* _Goal_: Please print the records below word for word, keeping every line unchanged.

[Begin]

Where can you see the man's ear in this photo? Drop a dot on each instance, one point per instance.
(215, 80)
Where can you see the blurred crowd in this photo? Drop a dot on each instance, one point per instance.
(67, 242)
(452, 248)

[End]

* _Written answer_:
Where can you see the man's ear in this photo? Drop a dot on each instance, one point per instance.
(215, 80)
Where can you see the blurred crowd in this photo? Drop a dot on each instance, one point per instance.
(67, 242)
(452, 248)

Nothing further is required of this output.